* Start *
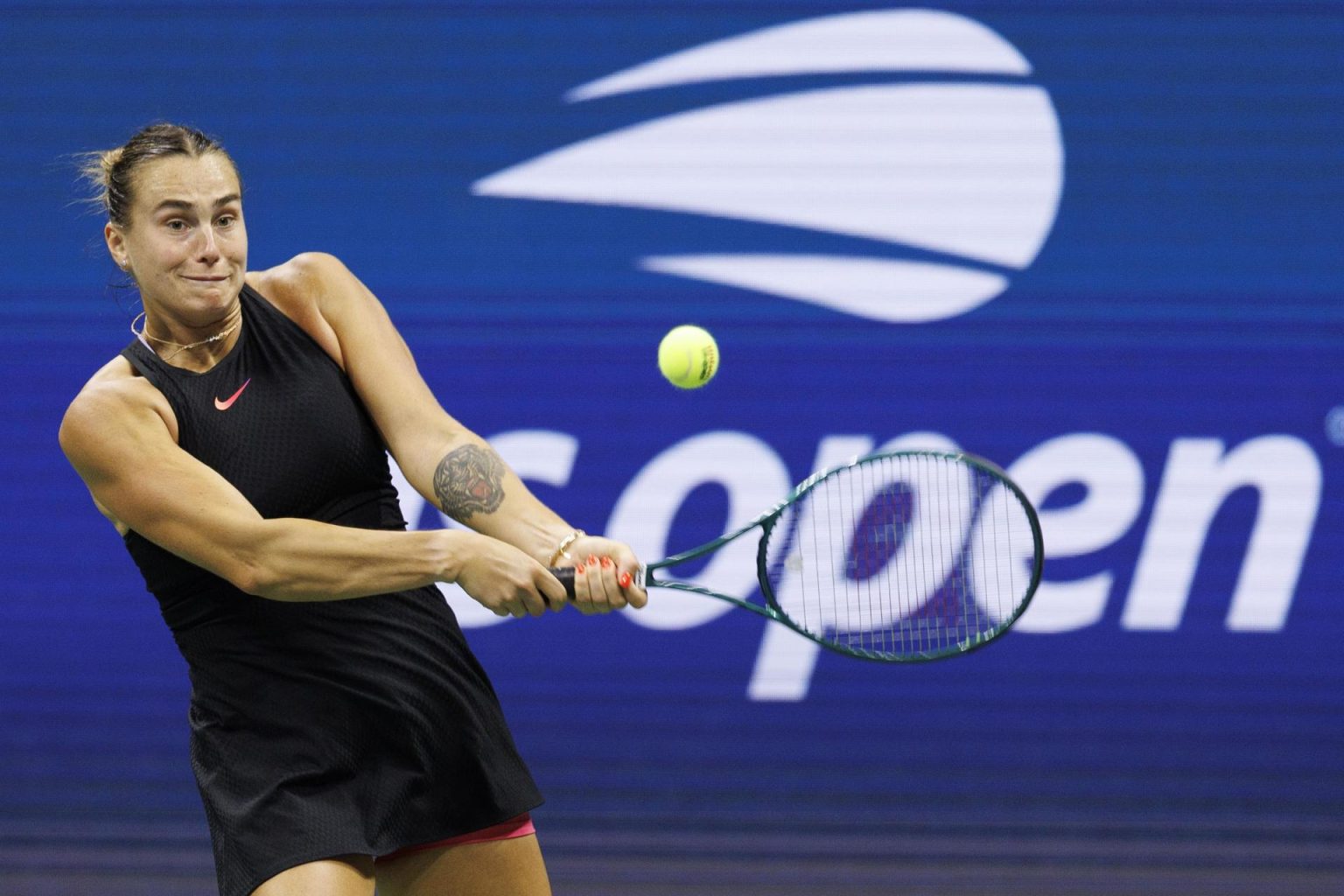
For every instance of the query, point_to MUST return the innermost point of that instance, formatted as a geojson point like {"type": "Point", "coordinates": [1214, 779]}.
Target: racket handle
{"type": "Point", "coordinates": [566, 577]}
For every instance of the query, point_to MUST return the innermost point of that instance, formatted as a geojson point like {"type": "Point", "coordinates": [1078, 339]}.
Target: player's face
{"type": "Point", "coordinates": [186, 243]}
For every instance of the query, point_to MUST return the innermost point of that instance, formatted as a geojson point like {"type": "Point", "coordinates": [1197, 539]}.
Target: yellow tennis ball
{"type": "Point", "coordinates": [689, 356]}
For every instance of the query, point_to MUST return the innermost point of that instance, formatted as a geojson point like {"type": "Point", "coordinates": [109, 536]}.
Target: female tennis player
{"type": "Point", "coordinates": [343, 734]}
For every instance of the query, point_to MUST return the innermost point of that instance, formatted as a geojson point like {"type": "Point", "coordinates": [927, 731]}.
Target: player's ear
{"type": "Point", "coordinates": [116, 245]}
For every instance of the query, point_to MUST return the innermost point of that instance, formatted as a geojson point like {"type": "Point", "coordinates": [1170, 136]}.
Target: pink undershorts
{"type": "Point", "coordinates": [519, 826]}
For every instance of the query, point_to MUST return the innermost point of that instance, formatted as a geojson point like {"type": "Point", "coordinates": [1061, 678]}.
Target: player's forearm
{"type": "Point", "coordinates": [471, 484]}
{"type": "Point", "coordinates": [305, 560]}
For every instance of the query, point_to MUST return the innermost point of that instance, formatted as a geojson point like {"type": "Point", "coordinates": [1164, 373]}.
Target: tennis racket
{"type": "Point", "coordinates": [902, 556]}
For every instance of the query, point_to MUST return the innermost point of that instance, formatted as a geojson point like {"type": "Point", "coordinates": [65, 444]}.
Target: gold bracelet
{"type": "Point", "coordinates": [562, 551]}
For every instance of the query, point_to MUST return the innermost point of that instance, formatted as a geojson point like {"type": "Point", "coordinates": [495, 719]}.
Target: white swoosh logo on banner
{"type": "Point", "coordinates": [970, 170]}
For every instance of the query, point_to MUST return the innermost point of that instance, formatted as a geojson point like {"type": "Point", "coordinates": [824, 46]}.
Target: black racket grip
{"type": "Point", "coordinates": [566, 577]}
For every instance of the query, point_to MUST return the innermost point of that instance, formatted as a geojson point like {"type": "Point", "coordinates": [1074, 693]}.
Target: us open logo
{"type": "Point", "coordinates": [950, 186]}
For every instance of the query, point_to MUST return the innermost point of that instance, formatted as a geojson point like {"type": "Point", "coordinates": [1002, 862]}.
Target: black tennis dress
{"type": "Point", "coordinates": [318, 728]}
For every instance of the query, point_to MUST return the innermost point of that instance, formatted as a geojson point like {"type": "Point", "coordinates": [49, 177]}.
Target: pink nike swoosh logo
{"type": "Point", "coordinates": [228, 403]}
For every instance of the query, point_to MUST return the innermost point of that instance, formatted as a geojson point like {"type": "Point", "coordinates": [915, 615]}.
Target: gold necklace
{"type": "Point", "coordinates": [144, 333]}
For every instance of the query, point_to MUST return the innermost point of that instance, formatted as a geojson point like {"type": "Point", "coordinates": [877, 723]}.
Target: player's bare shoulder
{"type": "Point", "coordinates": [113, 396]}
{"type": "Point", "coordinates": [298, 288]}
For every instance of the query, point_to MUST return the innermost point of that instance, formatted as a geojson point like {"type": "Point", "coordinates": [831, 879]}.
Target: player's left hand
{"type": "Point", "coordinates": [604, 575]}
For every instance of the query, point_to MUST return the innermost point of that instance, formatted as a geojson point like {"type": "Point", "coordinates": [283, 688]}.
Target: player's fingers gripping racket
{"type": "Point", "coordinates": [900, 556]}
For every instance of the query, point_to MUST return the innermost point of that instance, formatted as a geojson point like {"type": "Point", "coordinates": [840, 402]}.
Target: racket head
{"type": "Point", "coordinates": [902, 556]}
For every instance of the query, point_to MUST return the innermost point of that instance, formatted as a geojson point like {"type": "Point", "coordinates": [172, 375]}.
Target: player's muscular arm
{"type": "Point", "coordinates": [117, 438]}
{"type": "Point", "coordinates": [469, 480]}
{"type": "Point", "coordinates": [441, 458]}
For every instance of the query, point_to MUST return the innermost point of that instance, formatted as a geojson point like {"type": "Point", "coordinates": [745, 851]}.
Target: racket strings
{"type": "Point", "coordinates": [903, 556]}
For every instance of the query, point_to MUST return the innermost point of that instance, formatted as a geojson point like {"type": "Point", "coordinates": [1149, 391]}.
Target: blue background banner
{"type": "Point", "coordinates": [1098, 243]}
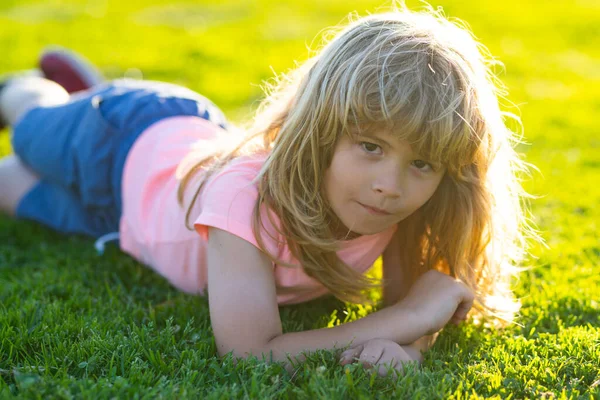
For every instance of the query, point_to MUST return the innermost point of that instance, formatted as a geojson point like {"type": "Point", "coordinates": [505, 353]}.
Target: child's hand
{"type": "Point", "coordinates": [436, 299]}
{"type": "Point", "coordinates": [379, 354]}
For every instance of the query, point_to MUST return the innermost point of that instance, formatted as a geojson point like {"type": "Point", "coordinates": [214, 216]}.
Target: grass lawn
{"type": "Point", "coordinates": [73, 324]}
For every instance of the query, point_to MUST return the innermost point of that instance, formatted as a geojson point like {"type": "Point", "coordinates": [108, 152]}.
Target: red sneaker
{"type": "Point", "coordinates": [69, 69]}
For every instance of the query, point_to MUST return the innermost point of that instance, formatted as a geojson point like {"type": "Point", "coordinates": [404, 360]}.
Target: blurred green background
{"type": "Point", "coordinates": [225, 50]}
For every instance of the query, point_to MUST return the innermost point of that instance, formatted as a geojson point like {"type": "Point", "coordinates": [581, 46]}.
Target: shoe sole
{"type": "Point", "coordinates": [82, 75]}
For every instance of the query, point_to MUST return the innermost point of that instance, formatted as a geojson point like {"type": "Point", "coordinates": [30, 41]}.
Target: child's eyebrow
{"type": "Point", "coordinates": [377, 137]}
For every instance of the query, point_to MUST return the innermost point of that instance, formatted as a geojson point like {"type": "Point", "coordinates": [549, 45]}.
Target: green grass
{"type": "Point", "coordinates": [75, 325]}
* End *
*Exercise description*
Exclude the images, then output the data above word for word.

*Written reply*
For every instance of the query, point_to MUST return the innermost point of that instance, formatted as a geojson point like {"type": "Point", "coordinates": [1214, 779]}.
Target: racket handle
{"type": "Point", "coordinates": [566, 577]}
For every instance of the query, point_to MUST return the innermost point of that instance, formatted as a geojson point like {"type": "Point", "coordinates": [1078, 339]}.
Target: player's face
{"type": "Point", "coordinates": [186, 243]}
For every instance of the query, point_to MUST return the innermost point of that instance, formatted as a geojson point like {"type": "Point", "coordinates": [1197, 539]}.
Target: yellow tennis ball
{"type": "Point", "coordinates": [689, 356]}
For every instance of the query, point_to MUST return the innermost point of that instance, formatted as a geojson point like {"type": "Point", "coordinates": [109, 536]}.
Target: female tennis player
{"type": "Point", "coordinates": [343, 734]}
For every instance of the query, point_to MUST return the innermost point of that instance, formatted as a geojson point like {"type": "Point", "coordinates": [927, 731]}.
Target: player's ear
{"type": "Point", "coordinates": [116, 245]}
For every instance of the query, point_to MUST return the innermost point of that instance, formatted as a geojson point like {"type": "Point", "coordinates": [1170, 136]}.
Target: pink undershorts
{"type": "Point", "coordinates": [519, 826]}
For every instance of the query, point_to MUST return the innermost point of that instance, formatted as a geojson point like {"type": "Point", "coordinates": [1061, 678]}.
Target: player's forearm
{"type": "Point", "coordinates": [471, 484]}
{"type": "Point", "coordinates": [305, 560]}
For every instance of the query, point_to MUST return the innermost point of that instance, formatted as a geojson point like {"type": "Point", "coordinates": [1164, 373]}.
Target: tennis racket
{"type": "Point", "coordinates": [902, 556]}
For every instance of the query, point_to MUST return the innermost point of that instance, formatted as a geojson point like {"type": "Point", "coordinates": [65, 444]}.
Target: gold bracelet
{"type": "Point", "coordinates": [562, 551]}
For every instance of the query, point_to MUST return the innermost point of that instance, formatted as a geojson point like {"type": "Point", "coordinates": [495, 719]}.
Target: white swoosh logo on banner
{"type": "Point", "coordinates": [970, 170]}
For every instance of the query, point_to MUST return the innermost point of that instance, formatted as a geojson point like {"type": "Point", "coordinates": [824, 46]}.
Target: black racket grip
{"type": "Point", "coordinates": [566, 577]}
For every instance of the query, point_to MUST return the innermost point of that instance, formatted as a geojson point like {"type": "Point", "coordinates": [1074, 693]}.
Target: us open logo
{"type": "Point", "coordinates": [950, 186]}
For every instance of the query, point_to MUST return the innermost point of that instance, formatted as a geojson point like {"type": "Point", "coordinates": [1002, 862]}.
Target: black tennis dress
{"type": "Point", "coordinates": [318, 728]}
For every instance of the query, point_to MUST return the innermost point of that instance, formatted as a geojson point like {"type": "Point", "coordinates": [49, 177]}.
Target: pink nike swoosh logo
{"type": "Point", "coordinates": [228, 403]}
For every instance of the query, point_to MUST return the innermost point of that instance, formatted as a geojson point like {"type": "Point", "coordinates": [915, 615]}.
Target: gold necklace
{"type": "Point", "coordinates": [144, 333]}
For every instance of the query, point_to MUST return the innermost point of that instance, formatted as a geojson point like {"type": "Point", "coordinates": [877, 723]}.
Target: player's bare shoulder
{"type": "Point", "coordinates": [113, 396]}
{"type": "Point", "coordinates": [298, 288]}
For every instance of the query, point_to MUST return the innermost point of that instance, formatted as a geojson point like {"type": "Point", "coordinates": [831, 879]}.
Target: player's left hand
{"type": "Point", "coordinates": [604, 575]}
For every instance of the query, point_to MUST return the innermost point of that instance, formatted as a geojson point like {"type": "Point", "coordinates": [283, 688]}.
Target: player's fingers gripping racket
{"type": "Point", "coordinates": [900, 556]}
For every instance of the query, point_to MUST return the innermost point of that instance, formatted as a geojson point like {"type": "Point", "coordinates": [840, 402]}.
Target: racket head
{"type": "Point", "coordinates": [902, 556]}
For every instance of the query, point_to MUST return the innermost point of that instance, formatted as a geojson point like {"type": "Point", "coordinates": [172, 375]}.
Target: player's muscular arm
{"type": "Point", "coordinates": [117, 438]}
{"type": "Point", "coordinates": [469, 480]}
{"type": "Point", "coordinates": [441, 458]}
For every instance of the query, point_to MUST return the innermost point of that instance, formatted as a geojson point like {"type": "Point", "coordinates": [745, 851]}.
Target: racket strings
{"type": "Point", "coordinates": [903, 556]}
For every instance of the query, point_to MUST return the innermost point of that instance, formatted as a geojson point like {"type": "Point", "coordinates": [1149, 391]}.
Target: blue background banner
{"type": "Point", "coordinates": [1098, 243]}
For every instance of the query, point_to MUST return the innermost point of that instance, formatted as a geojson point like {"type": "Point", "coordinates": [505, 353]}.
Target: child's hand
{"type": "Point", "coordinates": [436, 299]}
{"type": "Point", "coordinates": [379, 354]}
For every instance of the query, point_to MUST return the innermost point of that instance, formatted as a geojson point like {"type": "Point", "coordinates": [214, 216]}.
Target: grass lawn
{"type": "Point", "coordinates": [73, 324]}
For every instance of the query, point_to MUST return the innermost point of that instance, formatted as a geojson point like {"type": "Point", "coordinates": [108, 152]}.
Target: red sneaker
{"type": "Point", "coordinates": [69, 69]}
For every instance of the query, point_to MUST return the innermost point of that instance, formatted as a geojson point like {"type": "Point", "coordinates": [404, 360]}.
Target: blurred green background
{"type": "Point", "coordinates": [225, 50]}
For every instance of the query, point_to MUST return the innermost point of that instance, formatted as a geojson point like {"type": "Point", "coordinates": [581, 46]}.
Target: shoe sole
{"type": "Point", "coordinates": [82, 75]}
For every instance of the query, point_to MUST return the innermost point of that instance, formatted as a geojson point like {"type": "Point", "coordinates": [30, 41]}.
Target: child's eyebrow
{"type": "Point", "coordinates": [377, 137]}
For every instance of the query, point_to MUST return the innermost point of that instance, formatted as a geojson point like {"type": "Point", "coordinates": [549, 45]}.
Target: green grass
{"type": "Point", "coordinates": [75, 325]}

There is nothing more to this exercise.